Ce que l’« affaire Ramadan » dévoile de l’envers d’un décor – Une lecture critique de la ligne de défense des soutiens musulmans de Ramadan

dimanche 25 mars 2018.
 

Commençons par le commencement : Tariq Ramadan, qui fait l’objet à ce jour de deux plaintes pour viol, est innocent des accusations portées à son encontre jusqu’à preuve du contraire près les tribunaux compétents. Il a lui-même déposé une plainte à l’encontre de la première plaignante, Henda Ayari, pour dénonciation calomnieuse, annonçant une deuxième plainte à venir. L’un des avocats affirme être en possession de témoignages de plusieurs femmes musulmanes. Ce ne sont pour l’instant que des témoignages, non corroborés par des preuves matérielles, hormis un audio et une photo qui circulent sur le net provenant, de source incertaine, d’une dénommée Majda Bernoussi, ancienne maîtresse supposée de Tariq Ramadan.

Des personnes, qui souhaitent garder l’anonymat, prétendent avoir alerté des responsables de l’ex-UOIF et du réseau ramadanien au sujet de ses relations extra-conjugales. Bernard Godard, le « M. Islam » du ministère de l’Intérieur, a fait une sortie choc à ce sujet, dans le Nouvel Obs du 30 octobre dernier, en indiquant qu’il était au courant de ces supposées frasques sexuelles, mais pas de viols.

- _Données fournies_:
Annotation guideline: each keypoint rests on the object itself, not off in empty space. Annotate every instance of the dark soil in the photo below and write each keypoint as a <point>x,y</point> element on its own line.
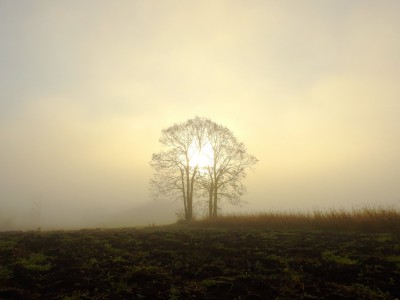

- _Tâche demandée_: D'après le passage cité, contre quelle personne Tariq Ramadan a-t-il déposé une plainte pour dénonciation calomnieuse ?

- _Solution détaillée_: Contre Henda Ayari, la première plaignante.